> _Verilen Görev 1_
Aşağıdaki satırlardan "Question. The photograph above contains instances of the marble" ifadesini içeren satırdan başlayıp satırların sonunda biten bölümü, her iki uç dahil ve istekleriyle birlikte yeniden ölçekleyerek yaz. Yalnızca yanıtlardaki nokta koordinatlarını 0,8 ile çarp, tam sayıya yuvarla (buçukları yukarı) ve resimleri yanıta koyma.

> _Alıntı_
□ □ □ □ □

İşgücü piyasası ve kuralları üzerine

Ömer Faruk ÇOLAK
Ömer Faruk ÇOLAK EKONOMİ ATLASI dunyaweb@dunya.com

İşgücü piyasası makro ekonominin bir parçası. Ekonomideki gelişmelerden hemen etkileniyor. İşgücü piyasası yaşanan iş kazalarını da düşündüğümüzde devletin işgücü piyasasına yönelik ciddi düzenlemeler yapması gerekiyor. Üstelik bu düzenlemeler sadece çalışanların ücret, emeklilik, çalışma koşulları için değil, çalışmayanların yani işsizlerin, emeklilerin, çalışamayacak durumda olanların, engellileri de kapsamak durumunda. 

Ekonomilerin küreselleşmeden kaçamayacağı da düşünüldüğünde bu düzenlemelerin küresel ilkelere uyması zorunluluğu da bulunuyor. Bunun için üstelik 1919 yılında kurulan, 1946 yılından itibaren Birleşmiş Milletler’in çatısı altında faaliyet gösteren, kuruluşunun ellinci yılında Nobel Barış Ödülü alan bir de kurum var, Uluslar arası Çalışma Örgütü (International Labour Organization, ILO). 

Temel kural olarak her üye ülke ILO Genel Kurulu’nun kabul ettiği düzenlemeleri ülke parlamentolarından geçirerek uygulamak zorunda. Fakat başta ABD olmak üzere kimi ülkeler, bu düzenlemelerin bazılarını imzalamıyor. Türkiye’de düzenlemelerin tümünü kabul etmeyen ülkeler arasında. Her ülkenin gerekçi farklı olmak ile birlikte, ana gerekçe ülkelerinin işgücü piyasalarının özellikleri. ILO bu konuda kimi zaman sesini yükseltse de, çoğu zaman bir yaptırıma başvurmuyor. Bunun ana nedeni ise, küresel ölçekte istihdam ve işsizlik sorunun gittikçe ağırlaşması.

□ □ □ □ □

> _Listelenen Satırlar_
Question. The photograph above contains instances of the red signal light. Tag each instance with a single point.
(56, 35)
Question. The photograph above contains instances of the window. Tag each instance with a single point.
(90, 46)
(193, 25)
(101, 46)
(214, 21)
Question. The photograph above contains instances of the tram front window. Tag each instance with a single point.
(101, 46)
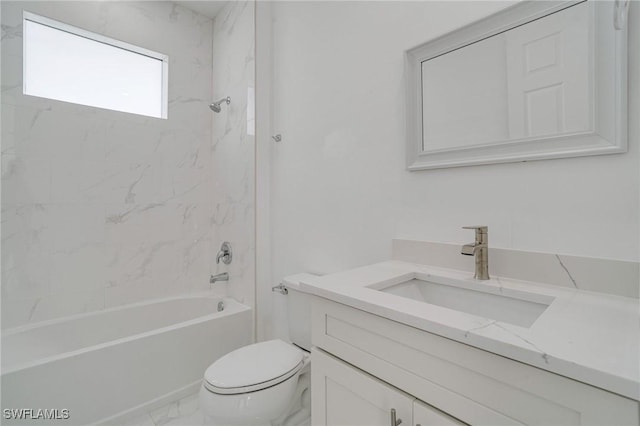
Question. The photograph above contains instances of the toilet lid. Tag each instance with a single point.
(253, 367)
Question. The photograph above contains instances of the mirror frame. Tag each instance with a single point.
(609, 133)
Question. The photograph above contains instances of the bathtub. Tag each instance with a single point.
(106, 365)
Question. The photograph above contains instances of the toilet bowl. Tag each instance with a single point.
(265, 383)
(253, 385)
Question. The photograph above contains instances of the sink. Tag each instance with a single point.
(510, 306)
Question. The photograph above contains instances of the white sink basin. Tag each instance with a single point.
(510, 306)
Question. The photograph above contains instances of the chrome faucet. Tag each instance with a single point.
(224, 254)
(480, 249)
(219, 277)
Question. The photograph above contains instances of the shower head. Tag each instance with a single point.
(215, 107)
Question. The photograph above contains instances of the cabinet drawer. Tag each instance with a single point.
(473, 385)
(346, 396)
(425, 415)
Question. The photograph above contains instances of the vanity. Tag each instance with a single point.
(413, 343)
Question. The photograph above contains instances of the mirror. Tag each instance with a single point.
(538, 80)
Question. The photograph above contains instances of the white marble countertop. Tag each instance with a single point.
(587, 336)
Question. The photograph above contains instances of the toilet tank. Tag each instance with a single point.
(299, 310)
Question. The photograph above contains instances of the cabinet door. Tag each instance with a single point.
(346, 396)
(425, 415)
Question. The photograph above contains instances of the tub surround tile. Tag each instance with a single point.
(233, 150)
(616, 277)
(102, 208)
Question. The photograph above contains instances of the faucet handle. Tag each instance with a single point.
(481, 228)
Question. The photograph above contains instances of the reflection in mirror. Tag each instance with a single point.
(535, 81)
(532, 80)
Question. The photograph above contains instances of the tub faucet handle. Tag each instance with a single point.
(225, 253)
(224, 276)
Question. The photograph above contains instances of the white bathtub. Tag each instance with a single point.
(108, 364)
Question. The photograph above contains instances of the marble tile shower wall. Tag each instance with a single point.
(101, 208)
(234, 145)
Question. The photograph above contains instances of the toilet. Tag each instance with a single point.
(266, 383)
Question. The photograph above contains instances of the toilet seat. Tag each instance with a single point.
(253, 368)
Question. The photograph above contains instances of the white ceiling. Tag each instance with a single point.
(208, 8)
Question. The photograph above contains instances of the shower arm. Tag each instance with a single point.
(227, 100)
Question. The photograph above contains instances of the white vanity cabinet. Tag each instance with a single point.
(349, 396)
(364, 365)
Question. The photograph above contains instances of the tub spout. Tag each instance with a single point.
(219, 277)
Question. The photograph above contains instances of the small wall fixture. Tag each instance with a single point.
(215, 107)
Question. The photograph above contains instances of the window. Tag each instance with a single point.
(73, 65)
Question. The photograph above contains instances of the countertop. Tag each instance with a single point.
(587, 336)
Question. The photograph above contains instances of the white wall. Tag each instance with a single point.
(340, 191)
(101, 208)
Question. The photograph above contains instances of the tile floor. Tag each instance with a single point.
(184, 412)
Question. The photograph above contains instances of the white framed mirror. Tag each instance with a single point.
(538, 80)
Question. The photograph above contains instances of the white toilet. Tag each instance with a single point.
(265, 383)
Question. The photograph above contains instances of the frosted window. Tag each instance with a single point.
(72, 65)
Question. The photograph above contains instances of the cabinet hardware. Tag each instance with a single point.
(394, 422)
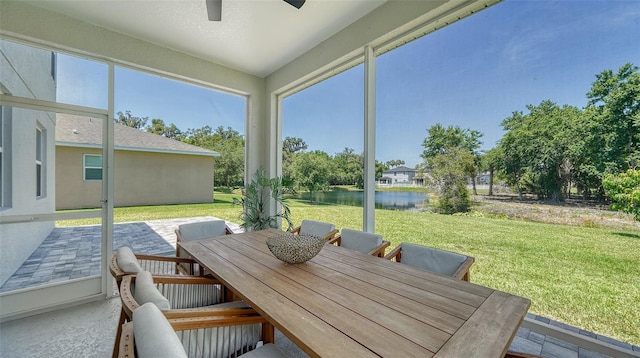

□ □ □ □ □

> _Verilen Görev 2_
İşgücü piyasası yazısına göre Uluslararası Çalışma Örgütü hangi yıl kurulmuştur?

> _Görev Sonucu 1_
Question. The photograph above contains instances of the marble tile shower wall. Tag each instance with a single point.
(81, 166)
(187, 116)
Question. The photograph above contains instances of the toilet. Tag each instance with a single point.
(213, 306)
Question. The photograph above contains instances of the toilet seat. Tag each instance with a single point.
(202, 294)
Question. The photograph above contains instances of the white ceiling. Tag each instance with a single point.
(166, 6)
Question. The photograph above contains instances of the shower arm. Tag each instance with a single point.
(182, 80)
Question. The photograph above contains instances of the white vanity cabinet. Tag each instance with a single point.
(279, 317)
(291, 292)
Question. The photograph above contains instances of the tub spout. Tag each instance with a single point.
(175, 222)
Question. The photograph above contains instances of the small wall fixture. Tag each instance with a single point.
(172, 86)
Question. The photograph above contains instances of the window. Tag each instance with a single point.
(58, 52)
Question. The photograph above contains instances of the countertop. Tag each instance with a single point.
(470, 269)
Question. The photograph above contains instances of the white wall. Tag each instance with a single point.
(272, 153)
(81, 166)
Question. The photograph above contains instances of the tile floor. Tag each instance with a single point.
(147, 330)
Question. The photograph above contains instances of the white framed mirror. Tag each instance with a single point.
(430, 64)
Question. The photograph above contains instances of the white toilet. Tag each instance with a single point.
(212, 306)
Question. The photograph above contains instances of the frosted window. Tag each instance with a single point.
(58, 52)
Question. The photograph above contains instances of the cabinet hardware. Tag each instance with a single point.
(315, 338)

> _Görev Sonucu 2_
1919 yılında kurulmuştur.